TEXT PROVIDED -
----
Against such a backdrop, states like Rajasthan have urged the Centre to allow migrants to travel back to their villages—indeed, as FE has reported, Maharashtra has allowed 1.3 lakh sugarcane workers to return to their native villages within the state—with the hope that once the transmission curve is reasonably flattened, the migrants can return to work in the cities. That could be a solution worth exploring, but only if there is a strategy to ensure rigorous testing, quarantining, and social distancing during travel.

While testing may not prove a panacea at the population level, or even at a very large scale—as argued by eminent public health expert Dr K Srinath Reddy in these pages (bit.ly/2Vrqo9O)—the fact is, pooled testing in a cluster could be used to identify infection or exposure. It would be easier to deal with the problem of false positives (associated with a high sensitivity test like RT PCR), or false negatives (associated with the rapid antibody tests) in clusters of migrant workers given the absolute numbers will be low.

Those who test positive can then be quarantined in the city of their work, while the rest are allowed to travel back to their states; with most states now insisting on quarantining all who arrive from other states, any case missed earlier can also be identified. Alternatively, a mandatory quarantining near the arrival station could be ordered to check for any infection that was missed earlier. Given incidence in rural areas, as has been reported by states, has been absent to quite low, there is a need to ensure that urban to rural transmission doesn’t take place. But, given the Centre, as per an April 19 notification, deems it fit to allow migrant workers to travel for work within the state they migrated to, it is hard to see why, with due testing and quarantining diligence, they can’t be allowed to go back home.
----
Saved entries
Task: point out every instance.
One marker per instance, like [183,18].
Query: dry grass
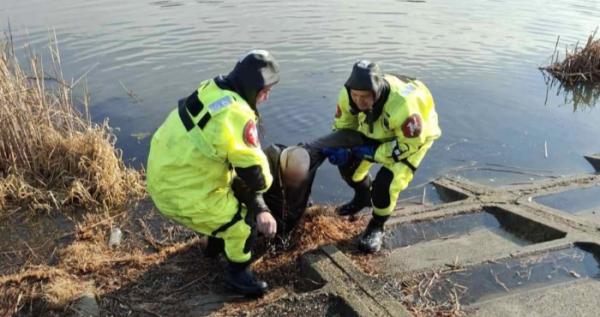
[159,274]
[580,65]
[51,156]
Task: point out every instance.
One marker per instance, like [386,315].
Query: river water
[479,59]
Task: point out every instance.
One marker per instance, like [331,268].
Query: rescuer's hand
[266,224]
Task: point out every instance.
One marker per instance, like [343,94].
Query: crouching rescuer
[206,147]
[397,116]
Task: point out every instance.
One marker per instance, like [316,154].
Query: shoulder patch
[407,90]
[220,104]
[386,122]
[412,126]
[338,111]
[251,134]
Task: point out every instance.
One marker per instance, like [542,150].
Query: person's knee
[380,192]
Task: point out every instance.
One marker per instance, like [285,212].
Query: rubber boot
[361,199]
[372,238]
[214,247]
[241,279]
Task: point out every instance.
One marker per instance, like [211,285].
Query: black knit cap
[253,72]
[366,75]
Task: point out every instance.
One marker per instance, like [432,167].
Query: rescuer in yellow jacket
[397,116]
[206,146]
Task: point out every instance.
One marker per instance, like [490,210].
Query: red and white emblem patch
[251,134]
[412,126]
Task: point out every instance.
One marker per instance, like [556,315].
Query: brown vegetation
[580,65]
[51,156]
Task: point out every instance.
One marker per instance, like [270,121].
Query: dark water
[479,59]
[510,226]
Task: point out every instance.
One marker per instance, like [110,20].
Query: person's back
[209,140]
[186,181]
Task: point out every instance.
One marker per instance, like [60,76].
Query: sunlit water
[479,59]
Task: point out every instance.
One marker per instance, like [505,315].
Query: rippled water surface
[479,59]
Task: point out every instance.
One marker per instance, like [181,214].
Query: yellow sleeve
[244,152]
[344,119]
[410,139]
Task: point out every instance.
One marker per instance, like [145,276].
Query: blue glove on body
[336,156]
[365,152]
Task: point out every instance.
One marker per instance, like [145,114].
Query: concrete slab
[576,299]
[594,159]
[469,248]
[572,201]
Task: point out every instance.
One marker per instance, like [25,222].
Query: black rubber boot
[242,280]
[372,238]
[214,247]
[361,199]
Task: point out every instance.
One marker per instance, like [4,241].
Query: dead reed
[580,64]
[52,157]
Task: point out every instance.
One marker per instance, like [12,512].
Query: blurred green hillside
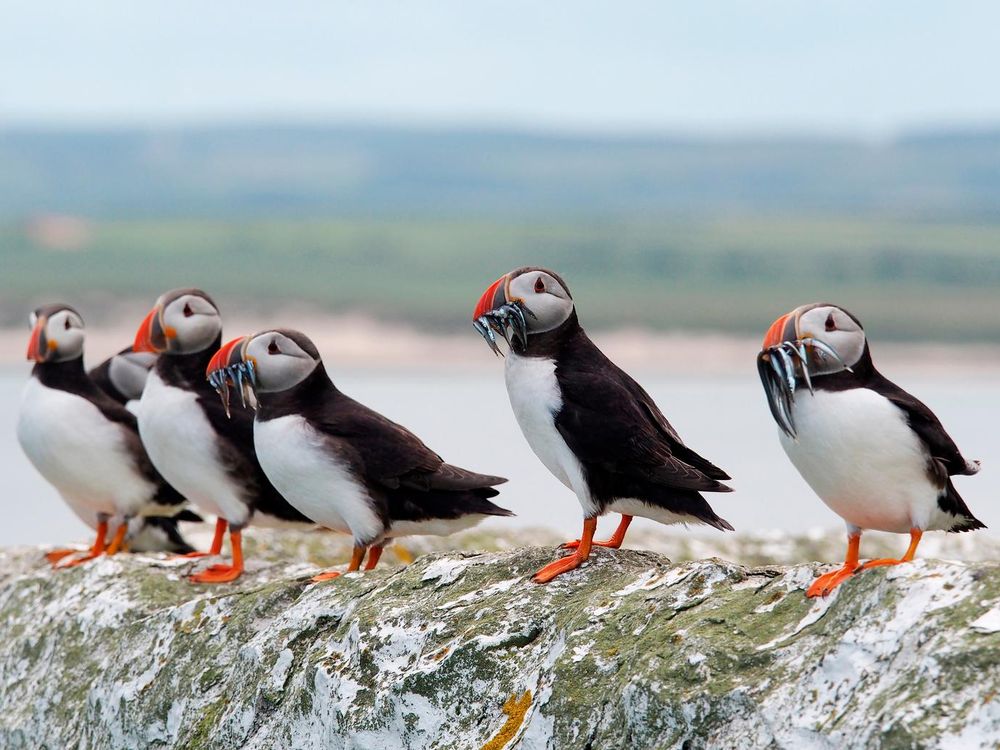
----
EXERCISE - In the text on migrant workers, how many sugarcane workers did Maharashtra allow to return to their native villages?

SOLUTION TO THIS EXERCISE - 1.3 lakh sugarcane workers, to villages within the state.